DATA FOR PROCESSING:

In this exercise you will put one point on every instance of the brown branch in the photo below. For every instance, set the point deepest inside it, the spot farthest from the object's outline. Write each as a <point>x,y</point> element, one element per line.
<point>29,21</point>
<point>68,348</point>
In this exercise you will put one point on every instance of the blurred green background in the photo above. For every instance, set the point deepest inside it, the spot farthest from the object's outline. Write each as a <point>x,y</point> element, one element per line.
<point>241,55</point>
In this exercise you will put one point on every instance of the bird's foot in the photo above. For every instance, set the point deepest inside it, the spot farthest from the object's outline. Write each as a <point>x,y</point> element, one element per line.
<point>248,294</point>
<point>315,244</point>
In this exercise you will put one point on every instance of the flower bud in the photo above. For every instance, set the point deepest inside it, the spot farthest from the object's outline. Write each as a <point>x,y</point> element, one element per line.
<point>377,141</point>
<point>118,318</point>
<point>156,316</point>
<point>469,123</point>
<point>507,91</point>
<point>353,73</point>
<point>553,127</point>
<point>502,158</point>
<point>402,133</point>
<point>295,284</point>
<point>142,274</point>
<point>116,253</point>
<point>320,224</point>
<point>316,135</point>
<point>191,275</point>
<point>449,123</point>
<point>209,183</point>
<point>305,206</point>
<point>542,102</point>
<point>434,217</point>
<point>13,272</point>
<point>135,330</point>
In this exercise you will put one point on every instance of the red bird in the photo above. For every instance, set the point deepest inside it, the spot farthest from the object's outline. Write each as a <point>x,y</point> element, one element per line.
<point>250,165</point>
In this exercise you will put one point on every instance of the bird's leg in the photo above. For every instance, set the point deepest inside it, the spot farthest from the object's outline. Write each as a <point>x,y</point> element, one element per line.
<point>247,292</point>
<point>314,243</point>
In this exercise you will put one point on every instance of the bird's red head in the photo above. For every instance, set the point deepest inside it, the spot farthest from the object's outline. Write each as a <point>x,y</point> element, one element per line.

DESCRIPTION OF THE TASK:
Set out, exactly as written, the lines from the line with "the bird's leg" to the last line of the records, inclusive, and only those lines.

SOLUTION TO THE PROBLEM:
In this exercise you will put one point on every instance of the bird's leg in the photo above. For every instance, set the point deepest inside it, the spot farthest from the object's outline. Write each as a <point>x,y</point> element, one element per line.
<point>247,292</point>
<point>314,243</point>
In this exercise you will put one point on every instance of the bird's red head in the photo above. For every instance, set the point deepest inside it, the spot farthest from the object's outline. Write each as a <point>x,y</point> element, one element per line.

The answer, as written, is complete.